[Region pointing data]
:::::

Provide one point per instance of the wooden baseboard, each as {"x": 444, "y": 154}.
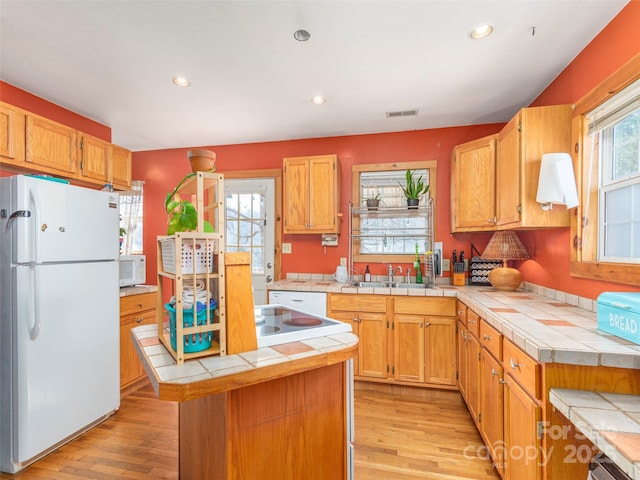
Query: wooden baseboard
{"x": 409, "y": 391}
{"x": 133, "y": 386}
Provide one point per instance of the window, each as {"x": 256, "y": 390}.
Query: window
{"x": 393, "y": 230}
{"x": 131, "y": 219}
{"x": 606, "y": 240}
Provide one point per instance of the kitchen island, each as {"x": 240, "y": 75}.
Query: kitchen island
{"x": 276, "y": 412}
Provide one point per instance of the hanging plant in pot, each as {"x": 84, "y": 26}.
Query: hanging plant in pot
{"x": 183, "y": 216}
{"x": 414, "y": 189}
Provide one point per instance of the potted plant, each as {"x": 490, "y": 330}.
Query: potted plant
{"x": 183, "y": 216}
{"x": 414, "y": 189}
{"x": 373, "y": 202}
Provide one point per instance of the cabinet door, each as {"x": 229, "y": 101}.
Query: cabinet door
{"x": 95, "y": 155}
{"x": 522, "y": 445}
{"x": 373, "y": 361}
{"x": 473, "y": 174}
{"x": 51, "y": 145}
{"x": 296, "y": 195}
{"x": 323, "y": 193}
{"x": 473, "y": 371}
{"x": 508, "y": 202}
{"x": 409, "y": 348}
{"x": 491, "y": 406}
{"x": 131, "y": 368}
{"x": 120, "y": 167}
{"x": 353, "y": 320}
{"x": 11, "y": 135}
{"x": 440, "y": 362}
{"x": 463, "y": 361}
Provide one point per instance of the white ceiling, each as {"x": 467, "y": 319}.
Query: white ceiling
{"x": 113, "y": 61}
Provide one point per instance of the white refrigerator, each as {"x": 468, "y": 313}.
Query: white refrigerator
{"x": 59, "y": 315}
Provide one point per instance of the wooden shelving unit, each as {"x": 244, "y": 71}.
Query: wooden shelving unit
{"x": 195, "y": 261}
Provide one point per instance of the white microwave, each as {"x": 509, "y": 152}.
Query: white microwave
{"x": 133, "y": 270}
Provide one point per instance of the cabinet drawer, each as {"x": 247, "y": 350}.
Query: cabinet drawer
{"x": 522, "y": 368}
{"x": 441, "y": 306}
{"x": 358, "y": 303}
{"x": 461, "y": 312}
{"x": 136, "y": 303}
{"x": 491, "y": 339}
{"x": 473, "y": 323}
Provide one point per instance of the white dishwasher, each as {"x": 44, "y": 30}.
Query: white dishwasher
{"x": 314, "y": 303}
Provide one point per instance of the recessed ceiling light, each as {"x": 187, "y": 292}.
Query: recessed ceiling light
{"x": 301, "y": 35}
{"x": 181, "y": 81}
{"x": 481, "y": 31}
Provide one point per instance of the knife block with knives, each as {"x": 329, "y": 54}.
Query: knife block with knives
{"x": 458, "y": 276}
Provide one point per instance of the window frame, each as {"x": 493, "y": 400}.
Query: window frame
{"x": 356, "y": 170}
{"x": 584, "y": 249}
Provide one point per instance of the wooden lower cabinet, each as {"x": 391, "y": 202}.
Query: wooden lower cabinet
{"x": 521, "y": 441}
{"x": 135, "y": 310}
{"x": 491, "y": 419}
{"x": 404, "y": 340}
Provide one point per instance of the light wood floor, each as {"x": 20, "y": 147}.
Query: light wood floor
{"x": 397, "y": 437}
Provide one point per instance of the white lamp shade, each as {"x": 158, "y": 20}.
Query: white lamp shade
{"x": 557, "y": 182}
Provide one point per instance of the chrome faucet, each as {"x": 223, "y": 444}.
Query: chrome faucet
{"x": 393, "y": 271}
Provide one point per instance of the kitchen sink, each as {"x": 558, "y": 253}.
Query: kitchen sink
{"x": 387, "y": 285}
{"x": 370, "y": 284}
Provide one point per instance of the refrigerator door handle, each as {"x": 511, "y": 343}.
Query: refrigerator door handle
{"x": 36, "y": 222}
{"x": 35, "y": 304}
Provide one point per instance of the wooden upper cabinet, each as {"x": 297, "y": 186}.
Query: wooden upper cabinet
{"x": 51, "y": 146}
{"x": 311, "y": 194}
{"x": 533, "y": 132}
{"x": 11, "y": 134}
{"x": 95, "y": 155}
{"x": 120, "y": 168}
{"x": 494, "y": 179}
{"x": 473, "y": 176}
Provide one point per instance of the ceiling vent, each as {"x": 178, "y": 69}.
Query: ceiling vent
{"x": 402, "y": 113}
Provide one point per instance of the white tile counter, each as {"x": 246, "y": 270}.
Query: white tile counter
{"x": 550, "y": 330}
{"x": 610, "y": 421}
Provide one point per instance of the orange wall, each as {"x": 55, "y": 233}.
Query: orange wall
{"x": 615, "y": 45}
{"x": 40, "y": 106}
{"x": 162, "y": 169}
{"x": 618, "y": 42}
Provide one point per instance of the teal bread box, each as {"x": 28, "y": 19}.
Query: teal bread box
{"x": 619, "y": 315}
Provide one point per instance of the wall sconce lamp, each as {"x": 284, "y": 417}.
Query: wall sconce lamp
{"x": 505, "y": 245}
{"x": 557, "y": 182}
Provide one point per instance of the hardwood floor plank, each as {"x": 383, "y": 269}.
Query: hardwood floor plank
{"x": 398, "y": 437}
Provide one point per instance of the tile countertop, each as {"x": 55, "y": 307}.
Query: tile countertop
{"x": 137, "y": 290}
{"x": 215, "y": 374}
{"x": 550, "y": 330}
{"x": 610, "y": 421}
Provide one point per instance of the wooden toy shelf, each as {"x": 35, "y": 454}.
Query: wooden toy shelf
{"x": 191, "y": 266}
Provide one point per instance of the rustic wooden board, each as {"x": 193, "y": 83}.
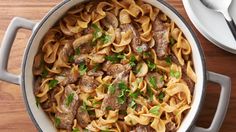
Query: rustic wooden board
{"x": 13, "y": 114}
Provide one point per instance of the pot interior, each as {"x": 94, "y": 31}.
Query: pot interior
{"x": 38, "y": 116}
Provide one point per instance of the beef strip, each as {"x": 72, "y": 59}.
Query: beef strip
{"x": 68, "y": 111}
{"x": 188, "y": 80}
{"x": 170, "y": 127}
{"x": 158, "y": 79}
{"x": 88, "y": 84}
{"x": 136, "y": 43}
{"x": 160, "y": 35}
{"x": 111, "y": 99}
{"x": 71, "y": 76}
{"x": 142, "y": 128}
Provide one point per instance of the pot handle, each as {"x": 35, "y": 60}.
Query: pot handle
{"x": 222, "y": 107}
{"x": 6, "y": 45}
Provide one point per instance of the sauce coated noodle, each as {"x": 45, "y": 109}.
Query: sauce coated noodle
{"x": 119, "y": 65}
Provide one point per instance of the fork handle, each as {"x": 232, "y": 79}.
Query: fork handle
{"x": 232, "y": 27}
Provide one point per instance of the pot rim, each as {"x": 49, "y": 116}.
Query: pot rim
{"x": 57, "y": 7}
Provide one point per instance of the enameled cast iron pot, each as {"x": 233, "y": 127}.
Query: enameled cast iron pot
{"x": 26, "y": 79}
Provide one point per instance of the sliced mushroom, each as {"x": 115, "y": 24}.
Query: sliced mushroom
{"x": 88, "y": 84}
{"x": 97, "y": 58}
{"x": 115, "y": 69}
{"x": 142, "y": 69}
{"x": 38, "y": 67}
{"x": 68, "y": 112}
{"x": 136, "y": 41}
{"x": 81, "y": 58}
{"x": 157, "y": 79}
{"x": 95, "y": 73}
{"x": 83, "y": 117}
{"x": 160, "y": 35}
{"x": 82, "y": 40}
{"x": 110, "y": 20}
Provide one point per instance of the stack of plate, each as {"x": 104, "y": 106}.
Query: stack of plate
{"x": 212, "y": 24}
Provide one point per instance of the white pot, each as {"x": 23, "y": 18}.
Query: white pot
{"x": 26, "y": 78}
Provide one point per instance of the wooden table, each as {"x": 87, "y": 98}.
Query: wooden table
{"x": 13, "y": 114}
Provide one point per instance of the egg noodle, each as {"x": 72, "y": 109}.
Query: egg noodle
{"x": 119, "y": 65}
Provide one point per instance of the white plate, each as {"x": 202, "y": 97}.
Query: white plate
{"x": 212, "y": 24}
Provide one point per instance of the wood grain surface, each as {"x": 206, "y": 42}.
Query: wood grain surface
{"x": 13, "y": 114}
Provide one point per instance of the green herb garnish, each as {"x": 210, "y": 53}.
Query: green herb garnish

:::::

**Exercise goal:** Above are the entries; copy every line among them that contains the word "garnish".

**Answer space:**
Provide one point per instance of the green herb garnish, each as {"x": 210, "y": 53}.
Query: green herb garnish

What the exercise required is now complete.